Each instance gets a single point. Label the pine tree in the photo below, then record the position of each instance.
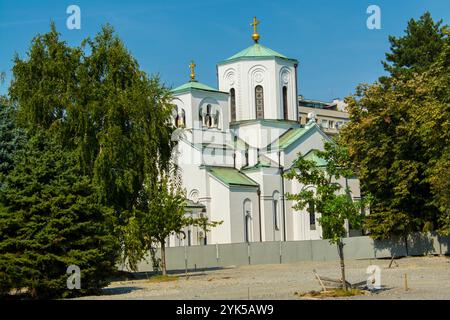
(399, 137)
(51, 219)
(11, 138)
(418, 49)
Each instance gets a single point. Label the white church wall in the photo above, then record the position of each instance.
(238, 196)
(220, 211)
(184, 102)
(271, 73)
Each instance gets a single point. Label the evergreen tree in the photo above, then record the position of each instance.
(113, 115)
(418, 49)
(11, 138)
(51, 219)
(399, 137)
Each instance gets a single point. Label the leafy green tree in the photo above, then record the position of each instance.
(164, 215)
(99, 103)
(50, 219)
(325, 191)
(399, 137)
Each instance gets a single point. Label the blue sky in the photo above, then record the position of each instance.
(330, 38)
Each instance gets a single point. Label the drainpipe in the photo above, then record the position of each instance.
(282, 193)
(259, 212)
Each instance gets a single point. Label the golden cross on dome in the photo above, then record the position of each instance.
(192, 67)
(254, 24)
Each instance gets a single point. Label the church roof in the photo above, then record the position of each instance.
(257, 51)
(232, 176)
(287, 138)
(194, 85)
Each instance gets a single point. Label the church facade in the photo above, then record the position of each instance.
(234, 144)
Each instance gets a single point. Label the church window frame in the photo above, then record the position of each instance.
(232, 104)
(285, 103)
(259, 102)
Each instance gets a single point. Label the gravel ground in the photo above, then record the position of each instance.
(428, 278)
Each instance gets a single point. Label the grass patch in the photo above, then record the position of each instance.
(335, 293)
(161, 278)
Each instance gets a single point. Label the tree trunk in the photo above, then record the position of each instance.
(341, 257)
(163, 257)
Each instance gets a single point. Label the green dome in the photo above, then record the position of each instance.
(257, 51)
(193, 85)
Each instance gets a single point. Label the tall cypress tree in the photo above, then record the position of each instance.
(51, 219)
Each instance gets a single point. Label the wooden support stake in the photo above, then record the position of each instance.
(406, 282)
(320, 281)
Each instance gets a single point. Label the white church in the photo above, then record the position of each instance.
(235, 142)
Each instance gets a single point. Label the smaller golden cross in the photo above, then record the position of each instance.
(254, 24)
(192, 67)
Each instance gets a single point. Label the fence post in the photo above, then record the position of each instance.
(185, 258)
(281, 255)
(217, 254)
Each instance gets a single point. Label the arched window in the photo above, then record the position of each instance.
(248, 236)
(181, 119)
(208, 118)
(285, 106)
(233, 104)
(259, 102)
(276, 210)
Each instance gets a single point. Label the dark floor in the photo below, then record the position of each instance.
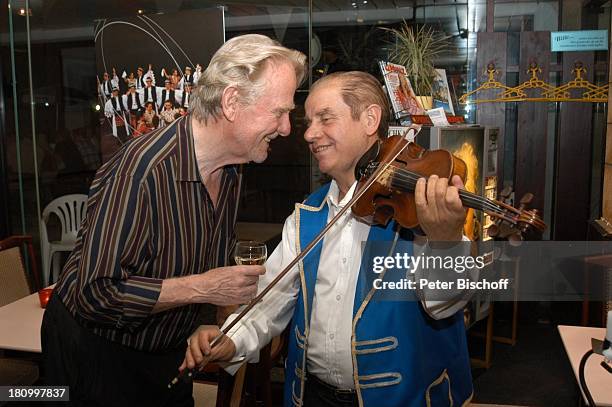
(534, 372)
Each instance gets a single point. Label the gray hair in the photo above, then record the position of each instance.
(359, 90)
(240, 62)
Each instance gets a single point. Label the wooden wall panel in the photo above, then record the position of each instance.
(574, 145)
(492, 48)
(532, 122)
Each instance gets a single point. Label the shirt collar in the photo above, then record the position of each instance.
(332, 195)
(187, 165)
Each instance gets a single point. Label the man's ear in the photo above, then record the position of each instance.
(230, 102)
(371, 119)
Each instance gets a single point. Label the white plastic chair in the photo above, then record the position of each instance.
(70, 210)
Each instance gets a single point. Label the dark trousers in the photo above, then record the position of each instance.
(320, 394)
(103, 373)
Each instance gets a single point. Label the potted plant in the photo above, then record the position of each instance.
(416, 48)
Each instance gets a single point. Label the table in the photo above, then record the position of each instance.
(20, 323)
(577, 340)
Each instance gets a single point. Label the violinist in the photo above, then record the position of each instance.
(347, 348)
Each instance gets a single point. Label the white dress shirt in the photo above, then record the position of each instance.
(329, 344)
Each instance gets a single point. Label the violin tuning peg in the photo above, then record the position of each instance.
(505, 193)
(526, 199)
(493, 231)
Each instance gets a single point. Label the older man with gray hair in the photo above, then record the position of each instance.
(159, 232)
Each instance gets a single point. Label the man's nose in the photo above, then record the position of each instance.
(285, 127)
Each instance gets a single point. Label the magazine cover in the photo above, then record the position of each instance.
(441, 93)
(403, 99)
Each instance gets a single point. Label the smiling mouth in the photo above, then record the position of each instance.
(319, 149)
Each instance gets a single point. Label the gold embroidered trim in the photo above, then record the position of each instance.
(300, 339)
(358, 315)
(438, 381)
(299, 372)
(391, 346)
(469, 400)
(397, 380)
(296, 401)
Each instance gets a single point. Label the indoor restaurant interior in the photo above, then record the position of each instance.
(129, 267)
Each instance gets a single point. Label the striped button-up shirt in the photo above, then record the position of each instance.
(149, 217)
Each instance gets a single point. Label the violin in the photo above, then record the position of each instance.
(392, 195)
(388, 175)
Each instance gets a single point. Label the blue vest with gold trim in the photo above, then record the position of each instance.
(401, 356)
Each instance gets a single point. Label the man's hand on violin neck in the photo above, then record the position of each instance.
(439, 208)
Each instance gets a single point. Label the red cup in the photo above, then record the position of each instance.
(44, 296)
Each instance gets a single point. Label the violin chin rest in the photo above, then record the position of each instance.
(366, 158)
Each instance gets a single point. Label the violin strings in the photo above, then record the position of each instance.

What you should do:
Each line from the one holding "Each instance gets a single point. Label the blue vest" to the end of the data above goes into the answer exactly as written, and no other line does.

Written response:
Each instance gets a single point. Label the blue vest with gold trim in the photo above, then record the position of each instance.
(401, 356)
Each instance gets a single point. Label the man's hand on violin neck in the photo above, then record the position of each instance.
(439, 208)
Each instance gets a single point. Label the red cup in the photo above, then record the position of each instance.
(44, 296)
Each instance gets a single point. Label the violin chin rest in the photo above, then record the position of each instance.
(366, 158)
Each instance gets a single point. Label the violin strings in the photo above, then record the position of each instance.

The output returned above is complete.